__ARTICLE__:
There's infastructure issues no matter where you live, and there are worse cities to live in. 

Detroit or LA maybe...

Or cities nobody can afford like Vancouver or Victoria.

I'm done with big city life, but if I had to choose, it would be back to TO


----------



## Robert1950 (Jan 21, 2006)

I like where I am living right now. It is really great if you choose not to own a vehicle like me. All four Mortimer and Leaside bus stops less than 40 seconds away. Only noise is the is the EMS and Fire trucks - really don't hear those in the winter. Got 3 beer stores, two LCBOs and a wine store less than 15 minutes away by bus. If I can't handle what I have on the bus (with arthritis in my knees) I use a taxi and have only had to do that 2-3 times a year. If I need a car, I use Autoshare and it is way more flexible and cheaper that car rental companies for short haul around the GTA. I've never had to worry about parking.

Negatives, I'm only a very short bus ride and three subways stops from 12th Fret.  G.A.S. pains more difficult to control.

But I shall be giving all that up in a month to go to Edmonton to spoil my 2 year old grand-daughter rotten.

__GOAL A__:
Answer these from the forum thread on city living, one answer a line, marked to match:
(i) Which two cities are named as places nobody can afford?
(ii) How many beer stores does Robert1950 have within 15 minutes by bus?
(iii) Which city is Robert1950 moving to in a month?
__GOAL B__: Copy the part of the city living thread from "There's infastructure issues" to "(Jan 21, 2006)" word for word.
__GOAL C__: Pick up the forum thread on city living right after its last sentence and keep it going.
The data after this thread has nothing to do with what you're asked here.

__DATA SECTION__:
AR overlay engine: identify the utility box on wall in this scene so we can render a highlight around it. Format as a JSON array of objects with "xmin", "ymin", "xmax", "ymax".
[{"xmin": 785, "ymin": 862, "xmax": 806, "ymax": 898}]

__REPLY A__:
(i) Vancouver and Victoria
(ii) 3
(iii) Edmonton

__REPLY B__:
There's infastructure issues no matter where you live, and there are worse cities to live in. 

Detroit or LA maybe...

Or cities nobody can afford like Vancouver or Victoria.

I'm done with big city life, but if I had to choose, it would be back to TO


----------



## Robert1950 (Jan 21, 2006)

__REPLY C__:
----------



## Electraglide (Jan 24, 2010)

Robert1950 said:


> I like where I am living right now. It is really great if you choose not to own a vehicle like me. All four Mortimer and Leaside bus stops less than 40 seconds away. Only noise is the is the EMS and Fire trucks - really don't hear those in the winter. Got 3 beer stores, two LCBOs and a wine store less than 15 minutes away by bus. If I can't handle what I have on the bus (with arthritis in my knees) I use a taxi and have only had to do that 2-3 times a year. If I need a car, I use Autoshare and it is way more flexible and cheaper that car rental companies for short haul around the GTA. I've never had to worry about parking.
> 
> Negatives, I'm only a very short bus ride and three subways stops from 12th Fret.  G.A.S. pains more difficult to control.
> 
> But I shall be giving all that up in a month to go to Edmonton to spoil my 2 year old grand-daughter rotten.


If you get a car in edmonton you'll probably lose it in a pot hole. That being said, there are less people living in Alberta or B.C. than there are in Toronto and area. By about a million. A short drive, say 45 min out of edmonton gets you in bare country.


----------



## Robert1950 (Jan 21, 2006)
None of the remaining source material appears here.